- **Input for this task**:
◇ ◇ ◇
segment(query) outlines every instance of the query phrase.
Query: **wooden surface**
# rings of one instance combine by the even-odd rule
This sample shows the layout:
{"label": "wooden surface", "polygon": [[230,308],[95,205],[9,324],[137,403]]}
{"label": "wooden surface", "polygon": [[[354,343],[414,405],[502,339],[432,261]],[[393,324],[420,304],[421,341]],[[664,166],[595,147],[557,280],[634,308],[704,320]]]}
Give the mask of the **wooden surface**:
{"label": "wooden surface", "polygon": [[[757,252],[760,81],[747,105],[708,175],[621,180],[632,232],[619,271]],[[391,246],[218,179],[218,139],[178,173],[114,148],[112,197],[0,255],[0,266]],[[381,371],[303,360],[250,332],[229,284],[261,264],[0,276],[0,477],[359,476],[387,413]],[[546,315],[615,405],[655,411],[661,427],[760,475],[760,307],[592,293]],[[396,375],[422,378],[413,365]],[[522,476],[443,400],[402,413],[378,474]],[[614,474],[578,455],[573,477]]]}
◇ ◇ ◇
- **Problem**: The entries above are to be transcribed in full and without error.

- **Answer to this task**:
segment(query) outlines every instance of the query phrase.
Query: **wooden surface**
# rings of one instance combine by the even-odd rule
This sample shows the layout:
{"label": "wooden surface", "polygon": [[230,308],[95,205],[9,324],[137,403]]}
{"label": "wooden surface", "polygon": [[[354,343],[414,405],[502,339],[432,261]],[[393,324],[420,304],[421,341]],[[664,166],[595,147],[557,280],[634,308],[704,320]]]}
Give the mask of the **wooden surface**:
{"label": "wooden surface", "polygon": [[[757,252],[760,81],[747,105],[708,175],[621,180],[632,232],[619,271]],[[391,246],[218,179],[218,139],[178,173],[114,148],[112,197],[0,255],[0,266]],[[381,371],[303,360],[250,332],[229,284],[261,264],[0,276],[0,477],[359,476],[387,413]],[[546,315],[615,405],[655,411],[661,427],[760,475],[760,307],[592,293]],[[396,375],[422,378],[413,365]],[[522,476],[443,400],[402,413],[378,474]],[[614,474],[578,455],[573,477]]]}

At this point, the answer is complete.